-- Start of Recorded data --
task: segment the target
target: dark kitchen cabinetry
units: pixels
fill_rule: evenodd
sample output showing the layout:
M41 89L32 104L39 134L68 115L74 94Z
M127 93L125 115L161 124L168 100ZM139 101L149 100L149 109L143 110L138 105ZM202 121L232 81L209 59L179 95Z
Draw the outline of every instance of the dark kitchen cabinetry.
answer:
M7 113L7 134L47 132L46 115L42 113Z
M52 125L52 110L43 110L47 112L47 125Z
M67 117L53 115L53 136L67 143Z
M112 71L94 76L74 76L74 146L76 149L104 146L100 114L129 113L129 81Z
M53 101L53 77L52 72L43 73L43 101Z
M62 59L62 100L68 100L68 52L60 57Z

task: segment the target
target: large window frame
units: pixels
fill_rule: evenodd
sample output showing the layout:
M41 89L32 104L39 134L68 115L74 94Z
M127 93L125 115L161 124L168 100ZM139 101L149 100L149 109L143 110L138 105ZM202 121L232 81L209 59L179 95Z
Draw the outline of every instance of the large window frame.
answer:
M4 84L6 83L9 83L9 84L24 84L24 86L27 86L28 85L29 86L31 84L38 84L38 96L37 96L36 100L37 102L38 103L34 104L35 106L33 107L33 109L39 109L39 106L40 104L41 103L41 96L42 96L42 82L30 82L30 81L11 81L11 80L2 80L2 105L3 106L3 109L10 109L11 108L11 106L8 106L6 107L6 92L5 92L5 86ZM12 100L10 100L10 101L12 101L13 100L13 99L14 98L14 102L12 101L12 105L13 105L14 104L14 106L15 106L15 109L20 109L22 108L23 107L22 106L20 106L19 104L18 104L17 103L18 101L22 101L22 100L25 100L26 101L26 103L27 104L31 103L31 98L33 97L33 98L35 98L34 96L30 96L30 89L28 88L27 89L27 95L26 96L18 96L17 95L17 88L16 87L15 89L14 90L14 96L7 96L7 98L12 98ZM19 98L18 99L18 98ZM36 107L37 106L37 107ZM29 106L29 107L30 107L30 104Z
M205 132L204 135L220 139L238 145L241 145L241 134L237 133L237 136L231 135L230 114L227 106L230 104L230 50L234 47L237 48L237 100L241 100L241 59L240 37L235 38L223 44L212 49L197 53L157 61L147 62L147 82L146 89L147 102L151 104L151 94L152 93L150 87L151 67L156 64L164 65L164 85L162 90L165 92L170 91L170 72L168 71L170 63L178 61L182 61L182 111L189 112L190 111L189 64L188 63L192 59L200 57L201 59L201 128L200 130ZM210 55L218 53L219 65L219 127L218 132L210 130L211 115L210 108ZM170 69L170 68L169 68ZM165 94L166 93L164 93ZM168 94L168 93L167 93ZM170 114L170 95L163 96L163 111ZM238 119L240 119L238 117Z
-- End of Recorded data --
-- Start of Recorded data --
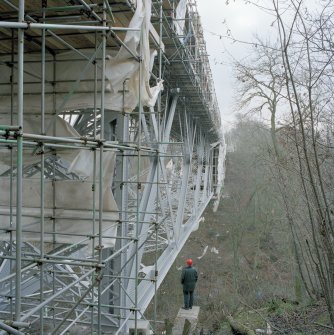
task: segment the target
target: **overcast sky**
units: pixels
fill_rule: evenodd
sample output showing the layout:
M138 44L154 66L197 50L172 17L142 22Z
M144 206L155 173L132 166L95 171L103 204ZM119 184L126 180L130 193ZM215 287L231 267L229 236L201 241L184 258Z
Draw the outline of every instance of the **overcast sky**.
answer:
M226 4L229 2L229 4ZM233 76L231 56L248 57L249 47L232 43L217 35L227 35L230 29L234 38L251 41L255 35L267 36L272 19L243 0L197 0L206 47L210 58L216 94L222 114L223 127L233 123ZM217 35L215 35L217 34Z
-- End of Recorded data --
-- Start of Recorded data --
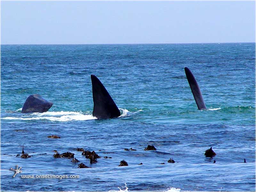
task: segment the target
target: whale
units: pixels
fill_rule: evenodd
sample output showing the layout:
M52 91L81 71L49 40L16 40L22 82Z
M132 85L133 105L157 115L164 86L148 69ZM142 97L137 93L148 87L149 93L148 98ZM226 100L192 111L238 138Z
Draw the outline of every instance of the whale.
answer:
-- End of Recorded data --
# Work to be completed
Locate every line in the entries above that contains the word "outline" and copy each of those lines.

# Complete output
Draw the outline of every instance of the dark kitchen cabinetry.
Draw the outline of every instance of the large window frame.
Draw the outline of every instance of the **overcast sky**.
Draw the outline of every instance of the whale.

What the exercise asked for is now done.